*DIRECTIONS FOR THIS TASK*.
Will you transcribe the entries that follow, exactly and in full?

[Point labeling dataset excerpts]
··········

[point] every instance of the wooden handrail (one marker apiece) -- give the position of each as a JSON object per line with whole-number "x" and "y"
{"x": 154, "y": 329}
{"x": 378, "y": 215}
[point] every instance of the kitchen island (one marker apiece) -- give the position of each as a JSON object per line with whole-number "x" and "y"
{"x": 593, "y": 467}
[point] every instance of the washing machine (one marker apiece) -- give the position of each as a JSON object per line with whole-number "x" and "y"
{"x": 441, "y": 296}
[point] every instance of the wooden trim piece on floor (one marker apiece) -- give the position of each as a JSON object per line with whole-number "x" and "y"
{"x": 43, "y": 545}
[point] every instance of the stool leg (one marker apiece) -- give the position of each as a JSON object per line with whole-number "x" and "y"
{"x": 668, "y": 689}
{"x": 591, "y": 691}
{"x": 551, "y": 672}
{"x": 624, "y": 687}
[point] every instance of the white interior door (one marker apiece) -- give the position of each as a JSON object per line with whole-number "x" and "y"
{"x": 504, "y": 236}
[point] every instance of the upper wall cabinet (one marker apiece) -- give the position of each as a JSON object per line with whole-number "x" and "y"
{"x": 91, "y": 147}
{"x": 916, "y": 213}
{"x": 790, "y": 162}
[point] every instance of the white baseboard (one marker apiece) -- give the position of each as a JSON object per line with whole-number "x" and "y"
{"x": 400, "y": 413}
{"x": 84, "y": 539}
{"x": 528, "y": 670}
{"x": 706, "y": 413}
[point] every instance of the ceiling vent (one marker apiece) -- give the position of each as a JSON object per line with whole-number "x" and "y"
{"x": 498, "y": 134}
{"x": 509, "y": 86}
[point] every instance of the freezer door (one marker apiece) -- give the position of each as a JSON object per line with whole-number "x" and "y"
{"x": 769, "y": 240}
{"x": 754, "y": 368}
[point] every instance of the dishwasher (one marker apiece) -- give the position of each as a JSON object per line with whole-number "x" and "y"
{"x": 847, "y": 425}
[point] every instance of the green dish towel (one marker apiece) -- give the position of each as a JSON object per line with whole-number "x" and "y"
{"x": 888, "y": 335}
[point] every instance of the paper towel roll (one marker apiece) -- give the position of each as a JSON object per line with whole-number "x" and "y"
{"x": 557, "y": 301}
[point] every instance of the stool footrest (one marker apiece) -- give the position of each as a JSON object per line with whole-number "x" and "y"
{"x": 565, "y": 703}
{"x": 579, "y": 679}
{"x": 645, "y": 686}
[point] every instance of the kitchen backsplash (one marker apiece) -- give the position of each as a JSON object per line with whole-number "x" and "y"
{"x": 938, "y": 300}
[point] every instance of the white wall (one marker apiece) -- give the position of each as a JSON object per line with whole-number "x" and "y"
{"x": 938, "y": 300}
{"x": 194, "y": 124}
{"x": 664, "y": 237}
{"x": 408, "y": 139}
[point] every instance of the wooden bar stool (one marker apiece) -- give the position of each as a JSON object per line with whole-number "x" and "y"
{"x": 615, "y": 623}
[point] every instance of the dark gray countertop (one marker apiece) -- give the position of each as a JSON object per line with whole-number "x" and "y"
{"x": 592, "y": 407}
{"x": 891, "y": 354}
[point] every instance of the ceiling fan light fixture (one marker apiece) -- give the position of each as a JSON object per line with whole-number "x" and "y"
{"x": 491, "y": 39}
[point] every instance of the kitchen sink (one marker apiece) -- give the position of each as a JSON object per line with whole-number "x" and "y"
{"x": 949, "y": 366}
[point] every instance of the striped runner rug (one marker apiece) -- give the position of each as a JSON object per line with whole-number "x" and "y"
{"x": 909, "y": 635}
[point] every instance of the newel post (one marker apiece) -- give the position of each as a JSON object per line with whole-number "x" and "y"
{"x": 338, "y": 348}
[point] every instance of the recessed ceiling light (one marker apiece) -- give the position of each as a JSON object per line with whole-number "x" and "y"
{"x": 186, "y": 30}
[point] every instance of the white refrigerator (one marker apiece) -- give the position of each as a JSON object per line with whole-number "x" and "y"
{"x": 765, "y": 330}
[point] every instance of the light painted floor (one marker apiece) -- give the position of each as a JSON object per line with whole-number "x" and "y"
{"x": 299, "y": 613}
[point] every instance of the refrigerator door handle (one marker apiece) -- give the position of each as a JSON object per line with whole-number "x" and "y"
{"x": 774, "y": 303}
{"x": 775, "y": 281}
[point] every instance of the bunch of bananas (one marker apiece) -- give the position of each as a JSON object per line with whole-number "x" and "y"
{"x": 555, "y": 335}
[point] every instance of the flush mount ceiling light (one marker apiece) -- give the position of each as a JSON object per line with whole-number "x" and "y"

··········

*ANSWER TO THE TASK*.
[point] every instance of the wooden handrail (one marker apiece) -- give the position of each as a JSON object per line with whole-number "x" and "y"
{"x": 154, "y": 329}
{"x": 378, "y": 215}
[point] every instance of the kitchen island (one marker apiece) -- give the position of each as a JSON object per line with whole-number "x" and "y"
{"x": 593, "y": 467}
[point] every instance of the washing machine (one marker apiece) -- give the position of each as a JSON object per line with whole-number "x" and "y"
{"x": 441, "y": 296}
[point] every instance of the wooden trim piece on floor (one marker apiece) -- give the position of each as a JSON object per line with whole-number "x" and "y"
{"x": 43, "y": 545}
[point] every instance of the stool leg (one marker apiece) -- give the position of each as a JSON object per line with whole-number "x" and "y"
{"x": 668, "y": 689}
{"x": 591, "y": 691}
{"x": 551, "y": 672}
{"x": 624, "y": 687}
[point] every instance of the white interior door (one marker apiece) -- give the position of each as a JSON object per line with whole-number "x" and "y"
{"x": 504, "y": 236}
[point] every instance of the upper wall cabinet (one marker apiece) -- give the position of each as a JSON object per line with whole-number "x" and "y"
{"x": 91, "y": 147}
{"x": 916, "y": 213}
{"x": 790, "y": 162}
[point] every instance of the white baseboard (one marker apiece) -- give the position of each as a JSON object per line with whole-number "x" and "y"
{"x": 400, "y": 413}
{"x": 84, "y": 539}
{"x": 528, "y": 670}
{"x": 706, "y": 413}
[point] every instance of the ceiling vent (one marker apiece) -- give the position of each as a JSON object per line with whole-number "x" and "y"
{"x": 498, "y": 134}
{"x": 509, "y": 86}
[point] every instance of the freezer door (one marker apiece) -- give the position of each as a JSON object per line with whole-number "x" and "y"
{"x": 769, "y": 240}
{"x": 754, "y": 368}
[point] every instance of the dishwasher (one marker apiece) -- give the position of each as a JSON object per line with whole-number "x" and "y"
{"x": 847, "y": 425}
[point] every instance of the green dish towel (one marker apiece) -- give the position of each as a JSON object per line with whole-number "x" and "y"
{"x": 888, "y": 335}
[point] every instance of the paper towel roll (one marker apiece) -- give the position of each as a JSON object per line with whole-number "x" and "y"
{"x": 557, "y": 301}
[point] every instance of the stool footrest (one marker apiece) -- give the position of each as a JSON object per line with whole-number "x" and "y"
{"x": 565, "y": 703}
{"x": 579, "y": 679}
{"x": 645, "y": 686}
[point] every instance of the kitchen backsplash (one marker apiece) -- give the position of each as a JSON object per line with whole-number "x" and "y"
{"x": 938, "y": 300}
[point] every instance of the white wall (one marker apiece) -- give the position of each as a JSON object per line with whole-number "x" and "y"
{"x": 938, "y": 300}
{"x": 194, "y": 124}
{"x": 664, "y": 237}
{"x": 408, "y": 139}
[point] every instance of the wooden bar stool (one marker apiece) -- give the position of each as a JSON object per line with whole-number "x" and "y"
{"x": 615, "y": 623}
[point] every instance of the dark gray countertop (one marker apiece) -- give the position of each as a JSON object per line with whole-number "x" and "y"
{"x": 592, "y": 407}
{"x": 891, "y": 354}
[point] every instance of the ceiling fan light fixture (one marker apiece) -- give the position of each as a JSON object per line with whole-number "x" and "y"
{"x": 491, "y": 39}
[point] every instance of the kitchen sink (one marker apiece) -- give the position of each as a JSON object per line with whole-number "x" and "y"
{"x": 949, "y": 366}
[point] every instance of the striped runner rug (one marker apiece) -- give the position of each as a JSON object per line with whole-number "x" and "y"
{"x": 909, "y": 635}
[point] every instance of the newel post (one marker apiece) -- give the position of each as a JSON object per line with whole-number "x" and "y"
{"x": 338, "y": 348}
[point] every instance of the recessed ceiling light (one marker apiece) -- give the position of each as a JSON object per line with whole-number "x" and "y"
{"x": 186, "y": 30}
[point] every instance of the white refrigerator (one marker apiece) -- give the position of each as a JSON object per line with whole-number "x" and "y"
{"x": 765, "y": 330}
[point] every instance of the light painted floor (one marker apiece) -- give the position of each as a JSON object per line with whole-number "x" and "y"
{"x": 299, "y": 613}
[point] every instance of the refrigerator door handle (one marker apiece) -- give the position of each as a JSON object per line with whole-number "x" and "y"
{"x": 774, "y": 303}
{"x": 775, "y": 281}
[point] every instance of the bunch of bananas (one marker apiece) -- give the position of each as a JSON object per line with whole-number "x" and "y"
{"x": 555, "y": 335}
[point] every instance of the flush mount ceiling light (one marker apiece) -- give the position of each as a JSON object per line with whole-number "x" and "y"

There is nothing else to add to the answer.